Political Dominance – When Economic Performance Takes a Back Seat

Ishac Diwan

Professor of the Practice of Economics at the American University of Beirut since 2024 and serves as Research Director of the Finance for Development Lab at the Paris School of Economics. His research focuses on the political economy of the Middle East and international financial matters.

This note explores how political settlements in the Middle East, often dominated by autocratic regimes, are sustained by rents that support the security state, and a system of crony capitalism.

Historical roots.

After independence, many Middle Eastern states pursued ambitious state-led projects of modernization. They adopted inward-looking strategies of import substitution and social transformation—initially exemplified by Turkey, and later by Egypt and Iran. These models were most radically emulated by the revolutionary regimes of Iraq, Syria, Algeria, and Libya. Elements of this developmental model were also visible, albeit more conservatively, in the trajectories of Jordan, Morocco, Lebanon, and the Gulf monarchies, where private economic activity retained a stronger role.

By the 1980s and 1990s, the limits of the import substitution model had become apparent. Its inefficiencies clashed with the forces of globalization and the global turn toward neoliberalism, prompting waves of economic liberalization. Yet, unlike other regions that coupled market reform with political opening—the so-called “third wave” of democratization—the Middle East liberalized its economies without liberalizing its politics.

This produced unbalanced forms of capitalism: segmented between insiders and outsiders, characterized by a protected crony sector shielded from competition, a sprawling informal economy, and a “missing middle.” The result was tepid growth, limited job creation, and mounting social frustration—especially among educated youth facing rising aspirations but declining opportunities. These economic grievances were compounded by the systematic repression of political voice.

**Task list**
A – In the political economy note, which revolutionary regimes emulated the state-led models most radically?
B – Carry the political economy note forward from its final sentence.
The rows after this point aren't needed.

Stored entries:

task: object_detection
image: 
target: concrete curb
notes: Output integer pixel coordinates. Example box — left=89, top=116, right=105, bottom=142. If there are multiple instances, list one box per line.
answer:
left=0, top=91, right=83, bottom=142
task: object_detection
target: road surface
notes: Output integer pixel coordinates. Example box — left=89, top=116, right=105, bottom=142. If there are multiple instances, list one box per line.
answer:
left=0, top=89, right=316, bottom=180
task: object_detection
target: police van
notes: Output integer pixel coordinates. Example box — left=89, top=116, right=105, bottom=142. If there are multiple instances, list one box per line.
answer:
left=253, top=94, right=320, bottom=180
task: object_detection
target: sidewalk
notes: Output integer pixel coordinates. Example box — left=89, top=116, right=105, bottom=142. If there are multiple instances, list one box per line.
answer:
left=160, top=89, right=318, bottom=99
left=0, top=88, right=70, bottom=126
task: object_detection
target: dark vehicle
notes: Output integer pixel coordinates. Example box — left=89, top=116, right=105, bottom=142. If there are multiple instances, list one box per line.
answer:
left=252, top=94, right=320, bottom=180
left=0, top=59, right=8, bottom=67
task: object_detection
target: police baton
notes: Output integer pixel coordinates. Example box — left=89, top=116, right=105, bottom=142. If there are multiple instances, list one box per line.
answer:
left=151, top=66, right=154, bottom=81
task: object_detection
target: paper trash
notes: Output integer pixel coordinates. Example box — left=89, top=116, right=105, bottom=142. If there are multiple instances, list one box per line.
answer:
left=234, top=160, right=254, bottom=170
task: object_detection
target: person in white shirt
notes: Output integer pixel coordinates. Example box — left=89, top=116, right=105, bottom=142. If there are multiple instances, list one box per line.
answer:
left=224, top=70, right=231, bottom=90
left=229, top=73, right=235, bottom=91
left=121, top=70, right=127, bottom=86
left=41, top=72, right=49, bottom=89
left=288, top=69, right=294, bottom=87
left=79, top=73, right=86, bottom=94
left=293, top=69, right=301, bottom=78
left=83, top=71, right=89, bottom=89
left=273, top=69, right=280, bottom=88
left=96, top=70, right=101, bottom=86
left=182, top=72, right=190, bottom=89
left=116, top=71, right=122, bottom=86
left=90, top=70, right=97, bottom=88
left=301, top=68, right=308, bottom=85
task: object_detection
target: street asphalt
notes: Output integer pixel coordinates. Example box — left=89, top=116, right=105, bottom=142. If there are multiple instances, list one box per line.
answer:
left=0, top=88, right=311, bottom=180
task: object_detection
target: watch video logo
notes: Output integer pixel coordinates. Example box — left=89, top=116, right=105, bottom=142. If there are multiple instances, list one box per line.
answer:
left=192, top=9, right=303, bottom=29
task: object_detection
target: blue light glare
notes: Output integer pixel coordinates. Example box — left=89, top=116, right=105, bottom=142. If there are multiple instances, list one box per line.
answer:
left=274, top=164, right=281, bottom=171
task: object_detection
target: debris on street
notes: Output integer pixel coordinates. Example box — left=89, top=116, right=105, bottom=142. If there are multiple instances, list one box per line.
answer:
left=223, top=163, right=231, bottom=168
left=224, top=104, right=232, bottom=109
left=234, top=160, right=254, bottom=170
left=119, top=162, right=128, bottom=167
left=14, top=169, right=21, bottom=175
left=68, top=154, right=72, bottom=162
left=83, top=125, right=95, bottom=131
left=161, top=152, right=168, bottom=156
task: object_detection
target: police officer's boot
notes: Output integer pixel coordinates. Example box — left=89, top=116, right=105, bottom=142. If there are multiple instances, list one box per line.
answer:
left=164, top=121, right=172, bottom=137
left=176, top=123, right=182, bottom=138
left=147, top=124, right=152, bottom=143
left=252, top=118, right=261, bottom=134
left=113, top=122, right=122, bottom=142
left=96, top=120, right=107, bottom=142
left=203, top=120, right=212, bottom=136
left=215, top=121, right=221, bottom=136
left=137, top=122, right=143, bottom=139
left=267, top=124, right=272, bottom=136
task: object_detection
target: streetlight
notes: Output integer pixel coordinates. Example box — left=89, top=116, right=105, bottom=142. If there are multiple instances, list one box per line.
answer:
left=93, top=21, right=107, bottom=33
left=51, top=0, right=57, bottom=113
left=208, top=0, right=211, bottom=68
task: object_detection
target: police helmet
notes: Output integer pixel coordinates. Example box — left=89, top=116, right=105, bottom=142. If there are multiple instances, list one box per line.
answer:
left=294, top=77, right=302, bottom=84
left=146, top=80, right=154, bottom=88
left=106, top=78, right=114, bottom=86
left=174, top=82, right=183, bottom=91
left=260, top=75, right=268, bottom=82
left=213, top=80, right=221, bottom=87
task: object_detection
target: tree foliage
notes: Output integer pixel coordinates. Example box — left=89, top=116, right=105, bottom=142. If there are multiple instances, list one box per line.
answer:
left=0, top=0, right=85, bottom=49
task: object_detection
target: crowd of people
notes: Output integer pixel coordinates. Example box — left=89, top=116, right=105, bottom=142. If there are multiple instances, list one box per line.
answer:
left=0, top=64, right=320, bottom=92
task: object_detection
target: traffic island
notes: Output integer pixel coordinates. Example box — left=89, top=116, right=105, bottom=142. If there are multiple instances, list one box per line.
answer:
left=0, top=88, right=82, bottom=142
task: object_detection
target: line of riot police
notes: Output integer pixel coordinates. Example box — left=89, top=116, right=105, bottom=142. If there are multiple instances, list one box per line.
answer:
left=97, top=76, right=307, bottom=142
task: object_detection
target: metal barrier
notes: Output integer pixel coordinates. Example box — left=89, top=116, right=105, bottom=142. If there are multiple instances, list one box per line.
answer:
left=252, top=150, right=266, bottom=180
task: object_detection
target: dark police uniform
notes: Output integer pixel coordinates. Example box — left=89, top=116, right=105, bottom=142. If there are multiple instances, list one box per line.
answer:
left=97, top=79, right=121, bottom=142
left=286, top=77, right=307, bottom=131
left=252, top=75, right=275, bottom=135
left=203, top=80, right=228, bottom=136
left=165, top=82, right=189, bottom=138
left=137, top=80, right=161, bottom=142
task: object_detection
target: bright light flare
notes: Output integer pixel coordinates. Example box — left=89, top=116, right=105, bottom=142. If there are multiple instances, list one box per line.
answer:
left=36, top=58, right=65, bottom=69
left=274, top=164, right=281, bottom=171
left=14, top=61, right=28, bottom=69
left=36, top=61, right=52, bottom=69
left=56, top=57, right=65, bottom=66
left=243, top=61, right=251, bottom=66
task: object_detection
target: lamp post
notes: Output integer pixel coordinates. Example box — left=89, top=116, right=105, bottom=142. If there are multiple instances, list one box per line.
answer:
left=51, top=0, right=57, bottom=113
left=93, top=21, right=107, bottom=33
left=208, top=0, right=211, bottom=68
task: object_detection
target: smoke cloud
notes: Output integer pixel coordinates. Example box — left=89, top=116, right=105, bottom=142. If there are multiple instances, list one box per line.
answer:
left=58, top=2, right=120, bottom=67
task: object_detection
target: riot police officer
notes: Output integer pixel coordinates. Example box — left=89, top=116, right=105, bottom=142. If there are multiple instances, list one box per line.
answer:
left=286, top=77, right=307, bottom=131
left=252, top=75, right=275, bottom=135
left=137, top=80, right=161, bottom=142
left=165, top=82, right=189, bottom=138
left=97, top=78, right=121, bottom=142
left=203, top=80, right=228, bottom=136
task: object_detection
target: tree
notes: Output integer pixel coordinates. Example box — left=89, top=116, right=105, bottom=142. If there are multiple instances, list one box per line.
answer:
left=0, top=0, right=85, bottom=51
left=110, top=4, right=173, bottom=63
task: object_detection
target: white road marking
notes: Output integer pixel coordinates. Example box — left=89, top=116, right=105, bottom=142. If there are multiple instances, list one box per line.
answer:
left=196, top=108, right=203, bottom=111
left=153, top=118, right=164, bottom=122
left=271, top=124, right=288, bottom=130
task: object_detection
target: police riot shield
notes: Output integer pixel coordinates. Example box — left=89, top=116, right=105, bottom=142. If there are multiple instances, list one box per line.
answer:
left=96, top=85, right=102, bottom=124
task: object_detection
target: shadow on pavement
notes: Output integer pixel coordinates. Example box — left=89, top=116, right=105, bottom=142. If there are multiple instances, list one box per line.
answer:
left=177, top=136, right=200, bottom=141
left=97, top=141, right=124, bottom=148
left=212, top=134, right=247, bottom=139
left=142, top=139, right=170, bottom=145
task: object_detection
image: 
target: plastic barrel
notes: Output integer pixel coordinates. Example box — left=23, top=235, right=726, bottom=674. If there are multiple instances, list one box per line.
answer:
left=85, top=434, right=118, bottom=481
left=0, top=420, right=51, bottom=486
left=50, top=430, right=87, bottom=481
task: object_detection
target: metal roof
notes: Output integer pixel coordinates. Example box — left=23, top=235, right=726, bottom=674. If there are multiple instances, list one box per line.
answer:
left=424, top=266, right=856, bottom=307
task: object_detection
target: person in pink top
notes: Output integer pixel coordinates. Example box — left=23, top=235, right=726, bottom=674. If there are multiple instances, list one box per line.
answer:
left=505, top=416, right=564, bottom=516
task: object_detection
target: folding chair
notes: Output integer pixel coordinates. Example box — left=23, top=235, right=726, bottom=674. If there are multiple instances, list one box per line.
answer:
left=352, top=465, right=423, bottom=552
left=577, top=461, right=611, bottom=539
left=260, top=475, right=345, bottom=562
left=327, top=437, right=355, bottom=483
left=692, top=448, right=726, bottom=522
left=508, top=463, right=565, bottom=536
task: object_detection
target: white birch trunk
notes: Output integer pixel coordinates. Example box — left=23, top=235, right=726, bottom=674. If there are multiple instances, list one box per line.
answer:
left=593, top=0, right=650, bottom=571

**The replies**
A – Iraq, Syria, Algeria, and Libya.

B –
To note: East Asia retained strong developmental states with limited political liberalization. Some MENA states (Turkey, to some extent Morocco and Jordan) did experiment with partial political openings, though these were later reversed.

Rents as Pillars of Autocracy

  • Rents (like oil revenues or foreign aid) allow autocrats to maintain power by securing loyalty from key elites and using repression to quell opposition. This keeps the political system stable even if the economy is underperforming.
  • Crony Capitalism as regime insurance: the deliberate reservation of economic space for regime-connected firms serves as a political insurance mechanism. It prevents the emergence of an independent business class, while creating an economic elite whose survival is tightly bound to that of the regime—one willing to defend it at all costs.
  • The politics of limited rents: In the absence of substantial external rents, autocrats must rely more heavily on the domestic private sector to generate jobs and fiscal revenues. In such contexts, cronies must also perform economically, not merely serve politically. Political tensions then shift from managing popular unrest to managing competing economic elites.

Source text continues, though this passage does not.